Excerpted text ::
━━━━━━━━
Most recently, Fraunhofer IAF has made significant progress in high-voltage and low-voltage components: At PCIM Europe 2025, researchers will present a highly integrated bidirectional switch (MBDS) with a blocking voltage of 1200 V. They will also demonstrate the use of a conventional GaN transistor with a gate contact as a bidirectional switch in a 3-level T-type converter. Both results were achieved as part of the GaN4EmoBiL project funded by the German Federal Ministry for Economic Affairs and Climate Action (BMWK).
“Geopolitical challenges such as the current tariff conflicts are an opportunity for European economies to gain technological advantages in the key areas of energy generation and mobility by developing their own solutions in power electronics,” emphasizes Achim Lösch, Business Developer for High Frequency and Power Electronics at Fraunhofer IAF.
“The added value of innovative power electronics is obvious: Achieving more power, better efficiency, and greater compactness at the same time advances the relevant technologies of the future: Electric cars charge faster and energy from renewable sources can be converted and stored more efficiently. At Fraunhofer IAF, we are working intensively to provide positive impetus in these important areas through innovative GaN-based components,” explains Lösch.
━━━━━━━━
Provided data ::
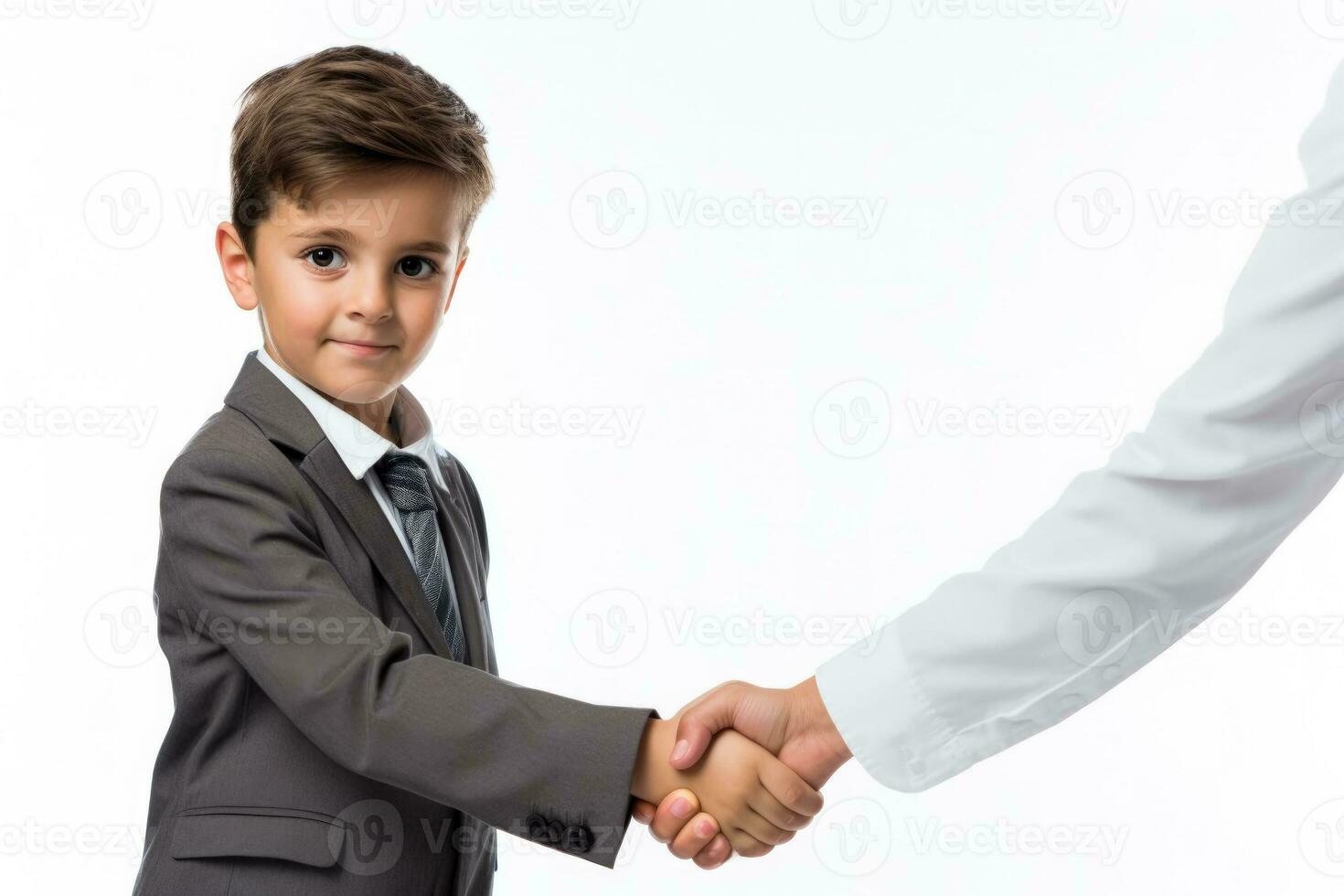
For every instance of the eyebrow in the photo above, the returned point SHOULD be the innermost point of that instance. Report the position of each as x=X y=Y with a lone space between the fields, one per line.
x=342 y=235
━━━━━━━━
Work to complete :: Please rewrite the paragraph of the Fraunhofer IAF text above that begins "Most recently, Fraunhofer IAF" as a short list that keeps its main facts.

Exercise response ::
- Fraunhofer IAF has recently made significant progress in high-voltage and low-voltage components.
- At PCIM Europe 2025, its researchers will present a highly integrated bidirectional switch (MBDS) with a 1200 V blocking voltage.
- They will also show a conventional GaN transistor with a gate contact working as a bidirectional switch in a 3-level T-type converter.
- Both results came from the GaN4EmoBiL project, funded by the German Federal Ministry for Economic Affairs and Climate Action (BMWK).